**Requirement**
Only a number is wanted here: how many lines in the entries below contain the word "antler".

(Dataset entries)

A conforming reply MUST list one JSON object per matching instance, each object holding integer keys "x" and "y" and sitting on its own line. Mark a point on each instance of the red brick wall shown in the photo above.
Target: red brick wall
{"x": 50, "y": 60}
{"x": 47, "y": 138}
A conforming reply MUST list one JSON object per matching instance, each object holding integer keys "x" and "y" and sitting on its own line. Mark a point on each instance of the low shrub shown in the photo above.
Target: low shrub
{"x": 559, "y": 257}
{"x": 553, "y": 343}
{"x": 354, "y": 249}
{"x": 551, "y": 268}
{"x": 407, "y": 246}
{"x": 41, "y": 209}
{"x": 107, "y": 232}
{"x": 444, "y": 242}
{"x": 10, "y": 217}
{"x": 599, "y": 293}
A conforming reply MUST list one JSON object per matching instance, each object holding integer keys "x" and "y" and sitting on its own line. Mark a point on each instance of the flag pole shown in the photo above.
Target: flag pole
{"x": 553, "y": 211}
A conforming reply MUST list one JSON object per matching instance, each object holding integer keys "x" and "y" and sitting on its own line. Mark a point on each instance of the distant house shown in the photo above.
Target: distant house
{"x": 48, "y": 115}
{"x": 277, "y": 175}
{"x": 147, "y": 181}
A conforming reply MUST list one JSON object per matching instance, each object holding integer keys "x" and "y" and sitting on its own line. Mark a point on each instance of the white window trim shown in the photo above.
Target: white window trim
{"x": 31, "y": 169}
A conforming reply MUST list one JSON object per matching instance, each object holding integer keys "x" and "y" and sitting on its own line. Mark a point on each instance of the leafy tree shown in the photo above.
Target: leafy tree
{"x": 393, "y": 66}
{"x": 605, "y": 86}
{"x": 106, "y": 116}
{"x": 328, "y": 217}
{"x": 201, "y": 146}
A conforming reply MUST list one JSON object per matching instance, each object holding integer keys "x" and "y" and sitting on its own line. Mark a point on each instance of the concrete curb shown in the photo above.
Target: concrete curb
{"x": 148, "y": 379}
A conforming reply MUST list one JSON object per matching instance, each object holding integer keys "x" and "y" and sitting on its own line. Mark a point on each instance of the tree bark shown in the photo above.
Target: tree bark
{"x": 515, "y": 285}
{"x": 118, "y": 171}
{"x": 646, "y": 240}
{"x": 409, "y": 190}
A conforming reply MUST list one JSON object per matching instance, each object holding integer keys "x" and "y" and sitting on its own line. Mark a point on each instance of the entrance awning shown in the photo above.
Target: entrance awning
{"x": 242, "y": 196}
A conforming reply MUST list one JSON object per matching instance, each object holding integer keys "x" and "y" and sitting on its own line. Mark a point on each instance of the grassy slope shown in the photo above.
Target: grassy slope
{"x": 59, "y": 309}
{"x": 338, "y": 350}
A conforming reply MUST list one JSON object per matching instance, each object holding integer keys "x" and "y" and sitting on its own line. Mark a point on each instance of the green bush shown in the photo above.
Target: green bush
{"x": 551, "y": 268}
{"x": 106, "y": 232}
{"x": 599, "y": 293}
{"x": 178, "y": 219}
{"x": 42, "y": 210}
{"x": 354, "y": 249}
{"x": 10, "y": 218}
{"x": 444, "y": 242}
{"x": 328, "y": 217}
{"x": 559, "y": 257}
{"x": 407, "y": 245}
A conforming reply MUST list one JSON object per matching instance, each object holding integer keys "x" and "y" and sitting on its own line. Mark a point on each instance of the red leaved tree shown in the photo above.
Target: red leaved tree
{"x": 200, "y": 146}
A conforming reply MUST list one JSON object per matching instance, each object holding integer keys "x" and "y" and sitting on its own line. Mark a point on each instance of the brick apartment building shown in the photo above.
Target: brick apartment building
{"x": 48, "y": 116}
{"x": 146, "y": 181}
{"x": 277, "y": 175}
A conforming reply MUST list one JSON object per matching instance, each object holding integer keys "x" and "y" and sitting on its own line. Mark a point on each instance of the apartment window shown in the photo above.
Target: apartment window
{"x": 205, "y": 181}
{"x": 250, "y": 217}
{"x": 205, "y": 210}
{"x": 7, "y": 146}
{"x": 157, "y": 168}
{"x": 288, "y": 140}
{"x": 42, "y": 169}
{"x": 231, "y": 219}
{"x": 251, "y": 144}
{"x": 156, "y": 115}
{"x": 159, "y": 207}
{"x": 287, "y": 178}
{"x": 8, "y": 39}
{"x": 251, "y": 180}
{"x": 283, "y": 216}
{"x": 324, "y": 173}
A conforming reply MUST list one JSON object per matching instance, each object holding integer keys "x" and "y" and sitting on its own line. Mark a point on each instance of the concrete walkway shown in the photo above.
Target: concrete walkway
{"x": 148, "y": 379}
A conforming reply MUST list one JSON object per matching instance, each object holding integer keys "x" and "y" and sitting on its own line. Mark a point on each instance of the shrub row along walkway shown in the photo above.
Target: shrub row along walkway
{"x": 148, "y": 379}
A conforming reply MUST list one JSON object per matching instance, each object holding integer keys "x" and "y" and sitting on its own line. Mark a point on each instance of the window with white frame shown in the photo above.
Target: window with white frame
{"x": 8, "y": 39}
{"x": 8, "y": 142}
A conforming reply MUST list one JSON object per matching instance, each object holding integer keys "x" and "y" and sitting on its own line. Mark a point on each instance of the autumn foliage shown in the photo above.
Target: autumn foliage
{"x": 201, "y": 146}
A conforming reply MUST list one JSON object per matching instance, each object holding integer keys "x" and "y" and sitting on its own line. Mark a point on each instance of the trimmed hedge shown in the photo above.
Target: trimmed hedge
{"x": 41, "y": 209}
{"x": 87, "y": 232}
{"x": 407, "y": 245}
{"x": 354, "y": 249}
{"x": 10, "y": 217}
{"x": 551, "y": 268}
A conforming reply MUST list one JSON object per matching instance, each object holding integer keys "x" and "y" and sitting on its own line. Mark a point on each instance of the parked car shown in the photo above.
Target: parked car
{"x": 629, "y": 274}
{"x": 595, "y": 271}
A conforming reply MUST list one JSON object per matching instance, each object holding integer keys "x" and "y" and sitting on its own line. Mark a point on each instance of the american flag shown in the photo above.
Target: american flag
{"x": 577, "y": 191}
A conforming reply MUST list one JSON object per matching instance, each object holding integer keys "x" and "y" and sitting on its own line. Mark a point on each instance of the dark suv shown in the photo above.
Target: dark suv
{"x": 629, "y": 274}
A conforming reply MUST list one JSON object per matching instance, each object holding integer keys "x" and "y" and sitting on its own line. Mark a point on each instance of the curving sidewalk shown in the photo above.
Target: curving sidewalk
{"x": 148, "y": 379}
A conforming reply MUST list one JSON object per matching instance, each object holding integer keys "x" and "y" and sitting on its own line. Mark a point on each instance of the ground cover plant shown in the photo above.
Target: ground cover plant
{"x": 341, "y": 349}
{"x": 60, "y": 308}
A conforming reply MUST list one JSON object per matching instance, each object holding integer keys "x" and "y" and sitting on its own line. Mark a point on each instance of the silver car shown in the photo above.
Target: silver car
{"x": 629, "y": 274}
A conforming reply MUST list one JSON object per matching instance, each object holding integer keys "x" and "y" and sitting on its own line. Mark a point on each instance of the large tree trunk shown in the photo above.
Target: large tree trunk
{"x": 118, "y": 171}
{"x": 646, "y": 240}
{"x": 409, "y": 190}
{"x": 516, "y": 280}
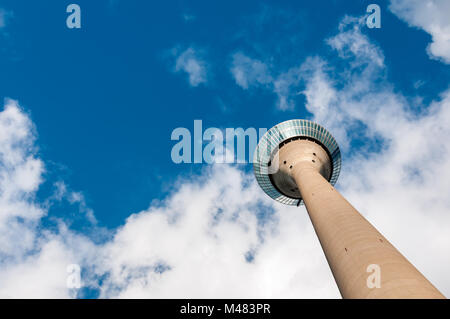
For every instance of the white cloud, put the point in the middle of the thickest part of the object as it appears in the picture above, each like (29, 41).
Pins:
(402, 187)
(433, 17)
(208, 240)
(33, 260)
(249, 72)
(202, 234)
(191, 62)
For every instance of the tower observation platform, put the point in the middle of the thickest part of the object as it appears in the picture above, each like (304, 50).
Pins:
(298, 162)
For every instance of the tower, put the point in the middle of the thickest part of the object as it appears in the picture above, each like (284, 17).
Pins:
(298, 162)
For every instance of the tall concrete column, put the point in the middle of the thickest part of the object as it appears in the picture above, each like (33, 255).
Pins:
(349, 241)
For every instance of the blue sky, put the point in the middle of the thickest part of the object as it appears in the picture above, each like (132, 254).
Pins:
(104, 99)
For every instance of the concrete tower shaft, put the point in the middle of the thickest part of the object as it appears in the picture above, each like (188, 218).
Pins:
(349, 241)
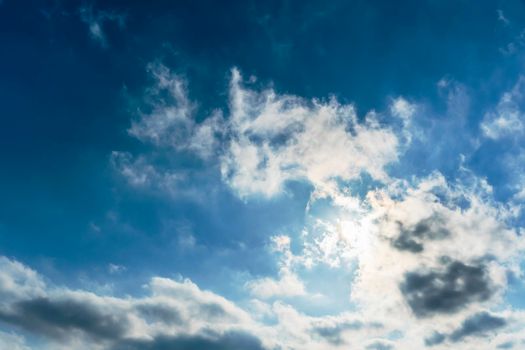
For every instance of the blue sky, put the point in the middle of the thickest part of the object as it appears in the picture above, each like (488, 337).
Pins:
(262, 175)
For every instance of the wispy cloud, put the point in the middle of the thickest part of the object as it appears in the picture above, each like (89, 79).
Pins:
(96, 20)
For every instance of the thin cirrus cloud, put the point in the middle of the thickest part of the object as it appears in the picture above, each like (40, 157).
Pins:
(428, 253)
(443, 249)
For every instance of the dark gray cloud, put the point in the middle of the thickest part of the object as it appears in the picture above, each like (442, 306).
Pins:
(159, 312)
(446, 291)
(478, 325)
(435, 339)
(412, 238)
(62, 319)
(227, 341)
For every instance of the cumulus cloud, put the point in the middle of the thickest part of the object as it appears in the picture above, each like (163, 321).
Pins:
(429, 253)
(176, 313)
(446, 291)
(266, 139)
(276, 138)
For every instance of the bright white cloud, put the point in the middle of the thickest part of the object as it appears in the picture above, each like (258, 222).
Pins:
(275, 138)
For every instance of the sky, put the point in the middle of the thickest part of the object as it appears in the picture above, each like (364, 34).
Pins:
(262, 175)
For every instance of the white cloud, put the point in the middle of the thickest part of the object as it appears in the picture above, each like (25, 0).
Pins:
(506, 120)
(276, 138)
(171, 122)
(95, 21)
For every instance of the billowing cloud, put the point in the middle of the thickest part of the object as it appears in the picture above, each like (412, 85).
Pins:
(276, 138)
(446, 291)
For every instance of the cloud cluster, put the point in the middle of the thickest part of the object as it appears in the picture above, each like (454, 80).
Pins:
(431, 255)
(266, 139)
(175, 314)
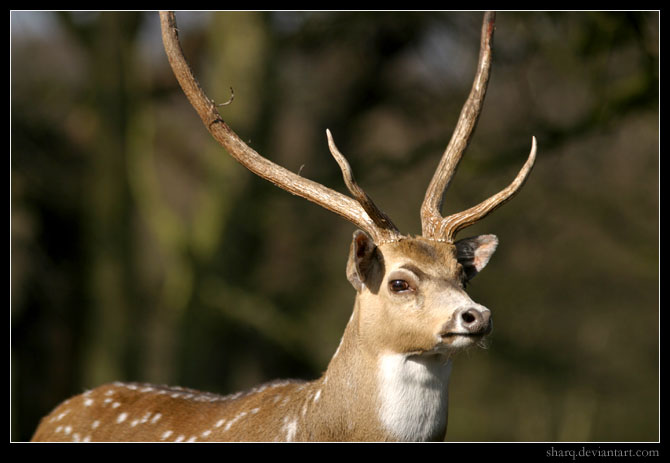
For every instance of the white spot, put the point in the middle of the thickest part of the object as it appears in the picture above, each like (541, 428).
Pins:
(291, 429)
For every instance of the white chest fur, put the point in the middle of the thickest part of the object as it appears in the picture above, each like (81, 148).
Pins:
(413, 394)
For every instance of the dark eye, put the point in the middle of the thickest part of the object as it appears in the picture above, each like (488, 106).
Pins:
(398, 286)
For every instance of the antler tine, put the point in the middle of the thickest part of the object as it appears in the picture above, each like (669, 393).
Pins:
(377, 215)
(349, 208)
(432, 203)
(449, 226)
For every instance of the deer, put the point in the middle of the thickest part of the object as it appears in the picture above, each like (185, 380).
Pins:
(388, 378)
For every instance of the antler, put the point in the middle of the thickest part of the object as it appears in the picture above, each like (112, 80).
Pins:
(361, 211)
(432, 222)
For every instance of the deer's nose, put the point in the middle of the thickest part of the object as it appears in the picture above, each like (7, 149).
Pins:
(475, 320)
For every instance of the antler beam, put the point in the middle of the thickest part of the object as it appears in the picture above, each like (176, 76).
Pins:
(432, 222)
(364, 215)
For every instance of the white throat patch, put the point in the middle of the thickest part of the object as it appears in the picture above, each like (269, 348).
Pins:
(413, 393)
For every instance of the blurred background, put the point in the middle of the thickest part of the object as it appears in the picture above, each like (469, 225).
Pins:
(141, 251)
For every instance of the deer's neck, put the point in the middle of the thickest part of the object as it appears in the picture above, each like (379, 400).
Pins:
(379, 395)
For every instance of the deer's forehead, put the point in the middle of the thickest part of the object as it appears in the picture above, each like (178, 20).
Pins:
(428, 255)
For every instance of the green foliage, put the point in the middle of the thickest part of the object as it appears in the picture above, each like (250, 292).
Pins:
(141, 251)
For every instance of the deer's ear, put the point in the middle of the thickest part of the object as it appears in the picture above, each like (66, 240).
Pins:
(363, 260)
(474, 253)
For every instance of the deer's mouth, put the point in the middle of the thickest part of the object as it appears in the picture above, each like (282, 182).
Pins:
(467, 334)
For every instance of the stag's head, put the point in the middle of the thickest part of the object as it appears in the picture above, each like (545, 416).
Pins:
(410, 290)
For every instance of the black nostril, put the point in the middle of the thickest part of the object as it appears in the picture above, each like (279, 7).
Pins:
(470, 316)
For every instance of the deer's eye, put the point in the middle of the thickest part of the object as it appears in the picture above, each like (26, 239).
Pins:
(398, 286)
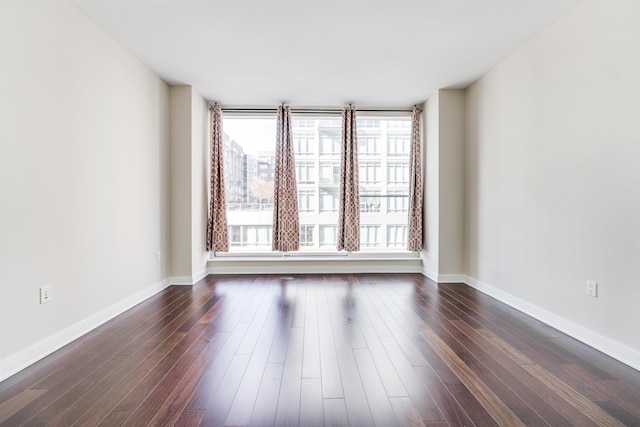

**Answer to the problem**
3